■ **Exercise**
Copy out every one of the records below verbatim, line for line, with no changes.
>> start Given data
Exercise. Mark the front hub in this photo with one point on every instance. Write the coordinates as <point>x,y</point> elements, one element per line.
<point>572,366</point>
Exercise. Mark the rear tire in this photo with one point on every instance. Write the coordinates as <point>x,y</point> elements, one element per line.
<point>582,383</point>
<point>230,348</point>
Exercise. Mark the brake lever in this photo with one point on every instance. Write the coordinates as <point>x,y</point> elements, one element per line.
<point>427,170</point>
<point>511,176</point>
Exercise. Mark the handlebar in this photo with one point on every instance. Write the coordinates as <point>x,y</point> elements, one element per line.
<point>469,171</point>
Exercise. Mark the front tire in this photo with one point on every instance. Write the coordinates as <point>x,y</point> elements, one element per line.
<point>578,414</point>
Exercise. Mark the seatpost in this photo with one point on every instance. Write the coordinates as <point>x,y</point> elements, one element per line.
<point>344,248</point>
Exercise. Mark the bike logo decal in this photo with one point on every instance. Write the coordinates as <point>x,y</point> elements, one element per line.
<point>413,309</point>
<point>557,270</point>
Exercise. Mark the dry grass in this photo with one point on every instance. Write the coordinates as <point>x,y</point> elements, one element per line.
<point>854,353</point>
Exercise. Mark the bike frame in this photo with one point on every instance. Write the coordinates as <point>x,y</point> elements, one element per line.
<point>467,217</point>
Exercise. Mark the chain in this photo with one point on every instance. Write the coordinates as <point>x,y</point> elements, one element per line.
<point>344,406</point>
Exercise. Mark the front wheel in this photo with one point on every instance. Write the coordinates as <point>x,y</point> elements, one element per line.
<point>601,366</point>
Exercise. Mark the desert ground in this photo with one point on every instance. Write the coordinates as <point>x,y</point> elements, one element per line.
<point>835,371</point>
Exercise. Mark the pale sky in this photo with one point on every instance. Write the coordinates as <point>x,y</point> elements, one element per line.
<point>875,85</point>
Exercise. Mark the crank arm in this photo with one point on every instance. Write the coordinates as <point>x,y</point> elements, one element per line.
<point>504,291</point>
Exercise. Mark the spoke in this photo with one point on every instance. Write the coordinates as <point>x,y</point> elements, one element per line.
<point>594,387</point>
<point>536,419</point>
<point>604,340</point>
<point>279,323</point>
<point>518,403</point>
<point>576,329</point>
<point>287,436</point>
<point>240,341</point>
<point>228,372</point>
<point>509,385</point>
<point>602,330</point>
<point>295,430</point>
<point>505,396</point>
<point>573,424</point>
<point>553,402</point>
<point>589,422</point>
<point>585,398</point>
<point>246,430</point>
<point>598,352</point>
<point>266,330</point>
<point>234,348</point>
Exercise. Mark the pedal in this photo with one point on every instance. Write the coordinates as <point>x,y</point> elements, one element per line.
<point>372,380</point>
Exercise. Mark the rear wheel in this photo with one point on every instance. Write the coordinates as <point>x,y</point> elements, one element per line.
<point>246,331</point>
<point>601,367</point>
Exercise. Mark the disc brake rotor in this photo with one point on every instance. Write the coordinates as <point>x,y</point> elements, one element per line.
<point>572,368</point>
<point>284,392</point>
>> end Given data
■ **Response to the task**
Exercise. Mark the front hub in this photo with one point on every instance. Write the coordinates as <point>x,y</point> elements, one element per line.
<point>572,366</point>
Exercise. Mark the rear tire in this photo with one point on every instance. Write the coordinates as <point>x,y</point> elements, one element per line.
<point>582,383</point>
<point>230,348</point>
Exercise. Mark the brake lever in this photo with one point on every instance. Write the coordinates as <point>x,y</point> elements, one element per line.
<point>427,170</point>
<point>511,176</point>
Exercise. Mark the handlebar in this photo with one point on every instance. Write the coordinates as <point>x,y</point> elements, one element per line.
<point>469,171</point>
Exercise. Mark the front tire in this photo with one point on every instance. Write the coordinates as <point>x,y</point> elements, one element per line.
<point>578,414</point>
Exercise. Mark the seatpost in this photo with one point on every instance. Write the coordinates as <point>x,y</point> elements, one element per line.
<point>344,248</point>
Exercise. Mark the bike logo decal in this photo with one point on every instance. Write the coordinates as <point>x,y</point> elements, one element per line.
<point>413,309</point>
<point>557,270</point>
Exercise. Mark the dry grass in this photo with one point on every instance. Write the coordinates as <point>x,y</point> elements, one element per line.
<point>854,353</point>
Exercise. Mark the bike frame in this photo with one point on every instance. Write the coordinates as <point>x,y</point> elements, one element per line.
<point>467,217</point>
Exercise. Mark the chain in this photo with one point on every instance. Write the coordinates as <point>x,y</point> elements, one element per line.
<point>344,406</point>
Exercise. Mark the front wheel in this photo with one point on every instance. Write the coordinates as <point>x,y</point> elements, one element per line.
<point>601,366</point>
Exercise. Mark the desert ground in this photo with one point on every instance. Write the coordinates as <point>x,y</point> elements, one element per line.
<point>835,371</point>
Exercise. Mark the pale sky in this photo with one point on every instance. Write the coordinates as <point>x,y</point> elements, one element per line.
<point>875,85</point>
Exercise. Mark the crank arm in this photo with one point on every instance. Write the coordinates as <point>x,y</point> elements, one element per line.
<point>504,291</point>
Exercise. Mark the spoke in this photo with one point on every instance. Write the coordinates as <point>x,y</point> elements, one element per line.
<point>594,387</point>
<point>536,419</point>
<point>604,340</point>
<point>279,323</point>
<point>518,403</point>
<point>576,329</point>
<point>287,436</point>
<point>240,341</point>
<point>228,372</point>
<point>509,385</point>
<point>602,330</point>
<point>295,430</point>
<point>505,396</point>
<point>573,424</point>
<point>553,402</point>
<point>589,422</point>
<point>585,398</point>
<point>246,430</point>
<point>598,352</point>
<point>266,330</point>
<point>234,348</point>
Exercise. Mark the pedal in this photo with one point on every instance. Write the coordinates as <point>x,y</point> elements, one element per line.
<point>372,380</point>
Exercise. Mark the rear wheel in this photo with one point on every instance. Write the coordinates as <point>x,y</point> elements, one element per line.
<point>246,331</point>
<point>601,367</point>
Exercise. Mark the disc brake rotor in this photo with one point on every instance. Write the coordinates as <point>x,y</point> elements, one element per line.
<point>572,368</point>
<point>284,392</point>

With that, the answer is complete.